Region pointing data:
= Beginning of Section =
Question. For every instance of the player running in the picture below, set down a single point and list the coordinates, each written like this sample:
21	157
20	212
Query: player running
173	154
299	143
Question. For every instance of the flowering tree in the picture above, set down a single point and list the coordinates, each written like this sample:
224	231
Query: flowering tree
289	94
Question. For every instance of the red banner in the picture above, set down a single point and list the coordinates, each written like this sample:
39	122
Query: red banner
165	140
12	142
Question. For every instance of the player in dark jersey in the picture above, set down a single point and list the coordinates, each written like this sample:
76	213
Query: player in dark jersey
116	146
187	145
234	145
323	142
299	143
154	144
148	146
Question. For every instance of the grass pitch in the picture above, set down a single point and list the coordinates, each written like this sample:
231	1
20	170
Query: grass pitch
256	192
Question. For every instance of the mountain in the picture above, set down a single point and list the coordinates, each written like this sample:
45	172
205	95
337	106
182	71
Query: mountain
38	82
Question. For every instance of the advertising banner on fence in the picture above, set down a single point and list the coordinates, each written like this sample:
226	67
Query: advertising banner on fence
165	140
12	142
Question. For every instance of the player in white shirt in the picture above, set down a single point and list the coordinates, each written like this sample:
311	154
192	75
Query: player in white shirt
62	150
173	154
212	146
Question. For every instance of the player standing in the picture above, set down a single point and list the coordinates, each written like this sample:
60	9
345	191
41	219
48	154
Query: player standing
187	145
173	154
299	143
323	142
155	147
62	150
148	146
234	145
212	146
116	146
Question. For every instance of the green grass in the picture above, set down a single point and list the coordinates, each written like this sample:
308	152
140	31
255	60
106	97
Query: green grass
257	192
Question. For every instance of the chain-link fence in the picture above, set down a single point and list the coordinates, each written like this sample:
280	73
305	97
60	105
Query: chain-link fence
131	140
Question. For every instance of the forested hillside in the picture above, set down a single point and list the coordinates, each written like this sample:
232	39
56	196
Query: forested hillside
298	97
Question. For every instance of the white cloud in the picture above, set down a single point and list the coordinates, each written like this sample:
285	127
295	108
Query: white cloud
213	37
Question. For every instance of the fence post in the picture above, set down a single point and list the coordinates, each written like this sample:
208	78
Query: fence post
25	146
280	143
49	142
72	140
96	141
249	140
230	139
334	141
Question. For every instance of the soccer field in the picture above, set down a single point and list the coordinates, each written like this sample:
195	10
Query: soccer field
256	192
= End of Section =
**WHAT YOU HAVE TO DO:** The data should be printed again exactly, line for line.

**WRITTEN ANSWER:**
Question. For every instance of the player running in the picture below, set down a single point and list the coordinates, each written like this sample:
21	157
20	212
Query: player running
173	154
299	143
Question. For every instance of the flowering tree in the picture above, set down a single point and list the coordinates, each written like this sample:
224	231
Query: flowering tree
289	94
Question. For every instance of the red banner in the picture above, set down a single point and list the coordinates, each written like this sample:
39	122
Query: red banner
165	140
12	142
Question. For every instance of the player in dark jersey in the picture above, set down a single point and list the coordinates, each written like this sample:
76	213
Query: player in dark jersey
116	146
187	145
234	145
323	142
299	143
154	144
148	146
Question. For every instance of the grass pitch in the picture above, set down a single point and list the coordinates, each written like this sample:
231	1
20	170
Query: grass pitch
256	192
Question. For every instance of the mountain in the picture above, set down a single point and list the coordinates, each written like this sample:
45	172
205	95
337	106
182	71
Query: mountain
38	82
Question. For every instance of the advertising banner on fence in the picture above, set down a single point and list the coordinates, each written like this sample:
226	67
Query: advertising banner on fence
165	140
12	142
Question. For every instance of the player in white shirt in the picture above, set down a single point and list the coordinates, each written like this sample:
311	154
192	75
Query: player in white shirt
62	150
173	154
212	146
Question. For every instance of the player standing in the picture above, set down a single point and list the coordinates, each written like this sample:
60	9
345	191
41	219
48	154
Query: player standing
187	145
173	154
299	143
323	142
155	147
62	150
148	146
234	145
212	146
116	146
Question. For every instance of the green grass in the picture above, set down a single point and list the coordinates, each written like this sample:
308	152
140	31
255	60
106	97
Query: green grass
257	192
Question. For every instance of the chain-link fence in the picture above, set down a single point and list the coordinates, each written like this sample:
280	73
305	97
60	105
Query: chain-link fence
131	140
Question. For every instance of the forested hillside in the picture above, set down a single point and list the coordinates, each written like this sample:
232	39
56	196
Query: forested hillside
298	97
Question. For every instance of the white cloud in the picture above, set down a single point and list the coordinates, each written like this sample:
285	127
295	108
Query: white cloud
213	37
Question. For every instance of the fence post in the picture above, set down a single point and list the coordinates, each written like this sample:
208	78
Query: fence post
25	146
280	143
49	142
72	140
96	141
249	140
230	139
334	141
Question. For every instance of the soccer field in the picture above, set down a single point and list the coordinates, each written like this sample:
195	10
Query: soccer field
256	192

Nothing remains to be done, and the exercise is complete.